What the task asks – Quote the records word for word from the beginning through the line containing "<point>45,128</point>", with that line included.

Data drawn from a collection
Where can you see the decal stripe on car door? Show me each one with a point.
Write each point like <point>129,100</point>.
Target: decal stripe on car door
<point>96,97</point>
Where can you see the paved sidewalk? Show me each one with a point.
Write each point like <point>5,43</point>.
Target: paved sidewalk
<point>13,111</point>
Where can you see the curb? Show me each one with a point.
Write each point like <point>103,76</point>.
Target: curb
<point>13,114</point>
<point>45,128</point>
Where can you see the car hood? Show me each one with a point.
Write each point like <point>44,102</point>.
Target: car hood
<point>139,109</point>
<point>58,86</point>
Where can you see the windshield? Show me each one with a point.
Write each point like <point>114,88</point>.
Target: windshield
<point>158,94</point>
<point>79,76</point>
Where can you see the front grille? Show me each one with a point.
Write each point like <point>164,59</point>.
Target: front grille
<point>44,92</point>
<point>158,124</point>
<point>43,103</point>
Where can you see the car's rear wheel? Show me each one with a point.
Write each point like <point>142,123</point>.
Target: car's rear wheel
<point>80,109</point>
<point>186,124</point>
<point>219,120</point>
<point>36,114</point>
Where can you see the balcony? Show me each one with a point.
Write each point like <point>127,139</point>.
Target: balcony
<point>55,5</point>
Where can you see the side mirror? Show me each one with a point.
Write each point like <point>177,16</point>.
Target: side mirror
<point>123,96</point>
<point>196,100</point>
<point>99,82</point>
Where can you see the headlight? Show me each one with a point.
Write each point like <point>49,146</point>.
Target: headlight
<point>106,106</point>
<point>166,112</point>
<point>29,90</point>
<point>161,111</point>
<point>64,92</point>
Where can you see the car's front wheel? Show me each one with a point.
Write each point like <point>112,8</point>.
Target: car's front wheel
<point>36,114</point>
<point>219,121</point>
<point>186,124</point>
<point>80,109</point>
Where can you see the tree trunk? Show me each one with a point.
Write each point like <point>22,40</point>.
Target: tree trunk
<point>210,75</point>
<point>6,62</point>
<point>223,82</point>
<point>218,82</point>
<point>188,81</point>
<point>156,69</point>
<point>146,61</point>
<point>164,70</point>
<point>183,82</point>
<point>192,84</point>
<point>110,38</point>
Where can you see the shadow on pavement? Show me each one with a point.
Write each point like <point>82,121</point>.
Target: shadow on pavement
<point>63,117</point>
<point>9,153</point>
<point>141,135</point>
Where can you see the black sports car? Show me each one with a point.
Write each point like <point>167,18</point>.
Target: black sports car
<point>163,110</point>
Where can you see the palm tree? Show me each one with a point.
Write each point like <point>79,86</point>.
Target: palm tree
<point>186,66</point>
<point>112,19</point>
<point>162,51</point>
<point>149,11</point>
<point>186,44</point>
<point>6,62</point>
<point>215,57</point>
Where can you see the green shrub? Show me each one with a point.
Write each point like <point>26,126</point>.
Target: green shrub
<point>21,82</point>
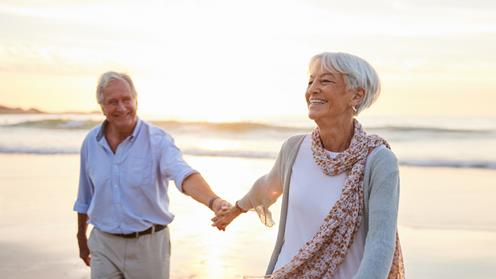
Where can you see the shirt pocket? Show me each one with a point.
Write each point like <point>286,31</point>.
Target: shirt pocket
<point>98,176</point>
<point>139,171</point>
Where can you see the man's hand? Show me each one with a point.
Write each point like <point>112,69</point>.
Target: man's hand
<point>222,220</point>
<point>84,251</point>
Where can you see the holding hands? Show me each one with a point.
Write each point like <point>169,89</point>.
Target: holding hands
<point>226,215</point>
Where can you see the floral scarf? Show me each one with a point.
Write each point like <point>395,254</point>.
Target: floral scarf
<point>321,256</point>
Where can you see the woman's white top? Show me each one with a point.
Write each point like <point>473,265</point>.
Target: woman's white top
<point>312,194</point>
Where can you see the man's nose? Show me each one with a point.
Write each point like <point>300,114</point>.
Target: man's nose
<point>121,106</point>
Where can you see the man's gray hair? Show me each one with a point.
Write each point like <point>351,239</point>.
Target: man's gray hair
<point>357,73</point>
<point>106,78</point>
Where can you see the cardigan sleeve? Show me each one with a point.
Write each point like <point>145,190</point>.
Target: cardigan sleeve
<point>380,241</point>
<point>266,190</point>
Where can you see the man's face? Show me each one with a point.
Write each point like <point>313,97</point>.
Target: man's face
<point>119,106</point>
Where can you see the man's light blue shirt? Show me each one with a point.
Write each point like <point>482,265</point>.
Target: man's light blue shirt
<point>126,192</point>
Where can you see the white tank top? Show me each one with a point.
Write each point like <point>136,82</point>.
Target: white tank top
<point>311,196</point>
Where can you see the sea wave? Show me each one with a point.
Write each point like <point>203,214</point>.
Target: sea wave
<point>474,164</point>
<point>242,127</point>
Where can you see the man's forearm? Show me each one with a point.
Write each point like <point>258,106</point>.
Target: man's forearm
<point>196,187</point>
<point>82,224</point>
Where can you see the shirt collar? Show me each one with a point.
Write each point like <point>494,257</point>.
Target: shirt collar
<point>133,135</point>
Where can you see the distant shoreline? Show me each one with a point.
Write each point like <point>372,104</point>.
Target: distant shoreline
<point>11,110</point>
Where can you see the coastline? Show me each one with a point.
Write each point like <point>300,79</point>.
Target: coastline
<point>442,211</point>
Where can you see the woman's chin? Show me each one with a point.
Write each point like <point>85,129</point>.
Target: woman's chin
<point>314,116</point>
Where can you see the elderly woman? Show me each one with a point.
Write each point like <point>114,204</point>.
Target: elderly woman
<point>340,186</point>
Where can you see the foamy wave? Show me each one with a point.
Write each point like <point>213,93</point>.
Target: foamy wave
<point>37,150</point>
<point>242,127</point>
<point>475,164</point>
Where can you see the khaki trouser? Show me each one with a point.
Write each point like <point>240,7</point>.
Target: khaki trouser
<point>146,257</point>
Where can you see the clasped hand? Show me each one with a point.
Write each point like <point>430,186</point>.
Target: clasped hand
<point>225,213</point>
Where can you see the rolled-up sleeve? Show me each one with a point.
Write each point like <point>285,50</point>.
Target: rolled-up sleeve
<point>172,164</point>
<point>85,191</point>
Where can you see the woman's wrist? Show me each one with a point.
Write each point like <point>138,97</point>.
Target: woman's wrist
<point>212,201</point>
<point>239,207</point>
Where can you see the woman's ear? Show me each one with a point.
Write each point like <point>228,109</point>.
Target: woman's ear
<point>358,97</point>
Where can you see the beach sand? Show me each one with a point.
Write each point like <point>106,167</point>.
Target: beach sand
<point>447,227</point>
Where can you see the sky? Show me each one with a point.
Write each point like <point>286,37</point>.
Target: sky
<point>229,60</point>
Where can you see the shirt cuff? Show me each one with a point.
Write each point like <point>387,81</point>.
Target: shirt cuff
<point>180,178</point>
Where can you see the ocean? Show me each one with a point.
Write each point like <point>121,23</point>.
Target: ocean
<point>454,142</point>
<point>446,225</point>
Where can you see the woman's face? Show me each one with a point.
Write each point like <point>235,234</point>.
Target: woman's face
<point>326,95</point>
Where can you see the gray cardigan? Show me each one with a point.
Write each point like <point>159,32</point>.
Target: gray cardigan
<point>381,197</point>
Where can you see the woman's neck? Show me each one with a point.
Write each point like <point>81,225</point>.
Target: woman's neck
<point>336,135</point>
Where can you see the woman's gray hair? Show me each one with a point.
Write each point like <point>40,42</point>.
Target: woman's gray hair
<point>357,73</point>
<point>106,78</point>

Response –
Where can you see the decal stripe on car door? Show me each one with a point.
Write each point like <point>129,100</point>.
Target: decal stripe on car door
<point>96,97</point>
Where can you see the paved sidewalk? Show me each one with a point.
Write each point like <point>5,43</point>.
Target: paved sidewalk
<point>13,111</point>
Where can you see the curb? Show me each one with a point.
Write each point like <point>103,76</point>.
Target: curb
<point>13,114</point>
<point>45,128</point>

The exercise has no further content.